== Segment start ==

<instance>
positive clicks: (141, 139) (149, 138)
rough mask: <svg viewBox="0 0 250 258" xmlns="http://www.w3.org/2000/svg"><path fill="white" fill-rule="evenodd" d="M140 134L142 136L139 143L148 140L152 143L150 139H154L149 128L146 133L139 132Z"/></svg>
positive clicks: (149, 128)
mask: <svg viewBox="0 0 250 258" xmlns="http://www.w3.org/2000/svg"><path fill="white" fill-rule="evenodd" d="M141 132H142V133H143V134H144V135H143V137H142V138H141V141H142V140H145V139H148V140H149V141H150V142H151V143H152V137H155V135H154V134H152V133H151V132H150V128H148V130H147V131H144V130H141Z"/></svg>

== Segment end ==

## Try it
Please give the lines from the start of the records through the line containing "positive clicks: (149, 128)" again, changing "positive clicks" to "foreground clicks" and leaving everything else unchanged.

## Written answer
<instance>
foreground clicks: (141, 139) (149, 138)
rough mask: <svg viewBox="0 0 250 258" xmlns="http://www.w3.org/2000/svg"><path fill="white" fill-rule="evenodd" d="M140 134L142 136L139 143L148 140L152 143L150 139H154L149 128L146 133L139 132Z"/></svg>
foreground clicks: (149, 128)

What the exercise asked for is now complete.